**Work task**
Rename "rough mask" to "coarse mask" in the data below, from the first line through the line containing "541L1007 544L1014 542L1015". Give only those lines, with nothing else changed.

◇ ◇ ◇

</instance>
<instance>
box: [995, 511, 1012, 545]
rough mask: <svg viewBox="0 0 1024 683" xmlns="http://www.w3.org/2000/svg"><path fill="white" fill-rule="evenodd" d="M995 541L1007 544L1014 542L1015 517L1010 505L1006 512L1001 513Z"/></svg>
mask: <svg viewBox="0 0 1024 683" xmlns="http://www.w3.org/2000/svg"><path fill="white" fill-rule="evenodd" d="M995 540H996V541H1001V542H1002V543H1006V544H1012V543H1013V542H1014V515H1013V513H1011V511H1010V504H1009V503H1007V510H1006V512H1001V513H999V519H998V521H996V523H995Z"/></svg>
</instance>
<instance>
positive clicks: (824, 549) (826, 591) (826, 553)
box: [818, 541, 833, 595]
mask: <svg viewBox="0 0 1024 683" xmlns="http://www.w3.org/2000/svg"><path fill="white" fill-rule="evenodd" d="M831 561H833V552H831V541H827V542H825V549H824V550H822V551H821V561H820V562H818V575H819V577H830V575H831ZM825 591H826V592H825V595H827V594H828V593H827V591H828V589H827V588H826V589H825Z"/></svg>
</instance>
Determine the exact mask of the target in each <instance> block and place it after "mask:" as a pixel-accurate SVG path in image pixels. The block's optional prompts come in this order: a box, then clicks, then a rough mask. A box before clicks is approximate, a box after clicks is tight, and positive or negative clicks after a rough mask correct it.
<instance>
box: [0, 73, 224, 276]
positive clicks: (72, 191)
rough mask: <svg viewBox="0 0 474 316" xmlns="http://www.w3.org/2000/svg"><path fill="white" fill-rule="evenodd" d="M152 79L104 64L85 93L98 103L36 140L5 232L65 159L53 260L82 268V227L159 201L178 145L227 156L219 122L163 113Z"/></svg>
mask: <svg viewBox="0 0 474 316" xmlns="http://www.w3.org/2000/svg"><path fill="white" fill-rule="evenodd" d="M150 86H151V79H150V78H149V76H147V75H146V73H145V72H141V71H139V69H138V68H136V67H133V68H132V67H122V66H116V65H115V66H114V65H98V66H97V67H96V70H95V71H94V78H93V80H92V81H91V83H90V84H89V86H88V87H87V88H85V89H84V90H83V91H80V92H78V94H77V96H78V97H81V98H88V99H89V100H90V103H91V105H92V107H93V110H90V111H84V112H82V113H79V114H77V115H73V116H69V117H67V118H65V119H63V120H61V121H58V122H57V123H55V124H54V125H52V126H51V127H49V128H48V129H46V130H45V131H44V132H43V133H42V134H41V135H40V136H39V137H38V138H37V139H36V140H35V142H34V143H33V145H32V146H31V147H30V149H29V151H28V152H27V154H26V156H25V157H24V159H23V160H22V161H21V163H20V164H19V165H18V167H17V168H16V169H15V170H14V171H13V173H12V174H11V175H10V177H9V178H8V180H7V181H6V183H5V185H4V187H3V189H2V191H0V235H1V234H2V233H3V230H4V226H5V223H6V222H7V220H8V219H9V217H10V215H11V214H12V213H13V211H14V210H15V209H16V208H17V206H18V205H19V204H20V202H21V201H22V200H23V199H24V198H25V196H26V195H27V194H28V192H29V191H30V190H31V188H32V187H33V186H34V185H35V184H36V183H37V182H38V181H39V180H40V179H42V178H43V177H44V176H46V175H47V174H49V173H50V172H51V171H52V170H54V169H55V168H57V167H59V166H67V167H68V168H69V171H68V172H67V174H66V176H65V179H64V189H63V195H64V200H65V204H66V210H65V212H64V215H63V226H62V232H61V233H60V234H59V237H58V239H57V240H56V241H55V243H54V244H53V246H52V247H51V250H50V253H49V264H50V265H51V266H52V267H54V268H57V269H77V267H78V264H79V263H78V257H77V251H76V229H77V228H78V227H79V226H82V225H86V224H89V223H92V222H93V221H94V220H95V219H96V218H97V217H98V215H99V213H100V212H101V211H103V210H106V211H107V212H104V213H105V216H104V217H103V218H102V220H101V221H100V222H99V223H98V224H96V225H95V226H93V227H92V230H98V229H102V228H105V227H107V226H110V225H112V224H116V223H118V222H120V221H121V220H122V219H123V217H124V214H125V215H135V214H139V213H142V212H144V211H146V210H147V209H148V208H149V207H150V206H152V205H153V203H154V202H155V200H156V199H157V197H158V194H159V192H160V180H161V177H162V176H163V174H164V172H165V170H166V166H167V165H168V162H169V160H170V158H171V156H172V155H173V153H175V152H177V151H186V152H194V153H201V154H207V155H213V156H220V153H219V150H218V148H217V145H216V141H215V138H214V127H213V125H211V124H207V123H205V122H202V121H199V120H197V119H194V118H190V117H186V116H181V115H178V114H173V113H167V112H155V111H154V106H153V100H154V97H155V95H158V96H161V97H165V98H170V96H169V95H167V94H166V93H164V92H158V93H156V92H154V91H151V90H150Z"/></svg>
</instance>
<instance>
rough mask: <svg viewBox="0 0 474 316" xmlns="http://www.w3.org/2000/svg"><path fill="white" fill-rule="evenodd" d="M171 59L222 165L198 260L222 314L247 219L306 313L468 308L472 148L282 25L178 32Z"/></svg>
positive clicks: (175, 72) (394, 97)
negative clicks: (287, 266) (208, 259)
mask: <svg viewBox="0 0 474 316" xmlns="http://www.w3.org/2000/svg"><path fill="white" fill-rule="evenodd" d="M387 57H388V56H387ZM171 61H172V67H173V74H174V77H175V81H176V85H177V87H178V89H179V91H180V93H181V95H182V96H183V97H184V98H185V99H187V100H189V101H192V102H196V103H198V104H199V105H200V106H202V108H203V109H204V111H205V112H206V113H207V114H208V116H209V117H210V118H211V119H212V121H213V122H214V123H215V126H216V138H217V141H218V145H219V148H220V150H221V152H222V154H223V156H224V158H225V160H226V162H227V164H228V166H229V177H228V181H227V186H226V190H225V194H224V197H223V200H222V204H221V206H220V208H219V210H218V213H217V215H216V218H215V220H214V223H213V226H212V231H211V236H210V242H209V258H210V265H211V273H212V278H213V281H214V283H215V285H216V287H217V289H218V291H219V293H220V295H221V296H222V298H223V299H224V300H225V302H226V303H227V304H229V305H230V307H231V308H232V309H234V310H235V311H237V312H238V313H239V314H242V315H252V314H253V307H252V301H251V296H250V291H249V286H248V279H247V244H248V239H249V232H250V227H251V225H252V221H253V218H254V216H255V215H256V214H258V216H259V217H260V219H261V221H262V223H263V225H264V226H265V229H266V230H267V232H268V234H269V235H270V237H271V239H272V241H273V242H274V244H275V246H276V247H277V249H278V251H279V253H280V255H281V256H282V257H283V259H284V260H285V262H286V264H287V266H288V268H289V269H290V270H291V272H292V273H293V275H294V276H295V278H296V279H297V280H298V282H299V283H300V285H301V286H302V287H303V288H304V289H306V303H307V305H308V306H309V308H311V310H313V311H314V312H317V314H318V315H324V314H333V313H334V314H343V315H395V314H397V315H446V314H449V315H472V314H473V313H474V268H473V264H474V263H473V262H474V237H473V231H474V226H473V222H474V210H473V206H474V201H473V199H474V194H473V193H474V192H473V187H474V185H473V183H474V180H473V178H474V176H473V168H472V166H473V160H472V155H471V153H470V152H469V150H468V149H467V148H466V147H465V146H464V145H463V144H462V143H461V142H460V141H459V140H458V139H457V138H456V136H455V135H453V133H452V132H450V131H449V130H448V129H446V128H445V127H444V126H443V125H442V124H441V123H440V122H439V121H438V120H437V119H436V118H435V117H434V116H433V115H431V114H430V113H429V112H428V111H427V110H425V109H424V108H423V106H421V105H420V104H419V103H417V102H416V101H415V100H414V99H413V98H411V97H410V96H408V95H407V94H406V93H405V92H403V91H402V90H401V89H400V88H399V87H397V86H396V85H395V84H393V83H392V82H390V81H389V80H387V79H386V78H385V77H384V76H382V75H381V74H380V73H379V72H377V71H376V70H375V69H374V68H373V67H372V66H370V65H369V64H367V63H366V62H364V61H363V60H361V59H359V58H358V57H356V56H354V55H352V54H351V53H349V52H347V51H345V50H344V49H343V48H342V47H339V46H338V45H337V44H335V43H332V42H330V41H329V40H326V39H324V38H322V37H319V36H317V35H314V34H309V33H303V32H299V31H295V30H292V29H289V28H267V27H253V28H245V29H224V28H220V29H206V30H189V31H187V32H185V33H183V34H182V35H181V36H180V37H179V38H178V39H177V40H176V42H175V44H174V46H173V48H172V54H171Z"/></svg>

◇ ◇ ◇

**Response area**
</instance>
<instance>
box: [995, 511, 1012, 545]
coarse mask: <svg viewBox="0 0 1024 683" xmlns="http://www.w3.org/2000/svg"><path fill="white" fill-rule="evenodd" d="M995 541L1007 544L1014 542L1015 517L1010 505L1006 512L1001 513Z"/></svg>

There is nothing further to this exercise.